- DIRECTIONS FOR THIS TASK -
The answer must consist of every line below containing "positive".

- MATERIAL PROVIDED -
%%

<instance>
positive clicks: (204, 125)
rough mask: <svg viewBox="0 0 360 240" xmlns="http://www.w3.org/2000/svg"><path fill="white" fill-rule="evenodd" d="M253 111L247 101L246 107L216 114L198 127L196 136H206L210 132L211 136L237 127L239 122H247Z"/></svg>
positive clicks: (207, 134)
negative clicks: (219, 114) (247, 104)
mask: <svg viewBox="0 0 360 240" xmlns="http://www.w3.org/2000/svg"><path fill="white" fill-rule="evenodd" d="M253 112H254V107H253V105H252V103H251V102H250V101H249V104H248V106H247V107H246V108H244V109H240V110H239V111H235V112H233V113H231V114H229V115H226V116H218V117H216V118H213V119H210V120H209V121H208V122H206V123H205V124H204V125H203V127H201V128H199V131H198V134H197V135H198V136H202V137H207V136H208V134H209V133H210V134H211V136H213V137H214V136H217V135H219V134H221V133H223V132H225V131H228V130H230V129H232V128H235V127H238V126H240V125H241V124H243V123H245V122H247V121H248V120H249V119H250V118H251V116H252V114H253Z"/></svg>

%%

- OUTPUT -
positive clicks: (204, 125)
positive clicks: (207, 134)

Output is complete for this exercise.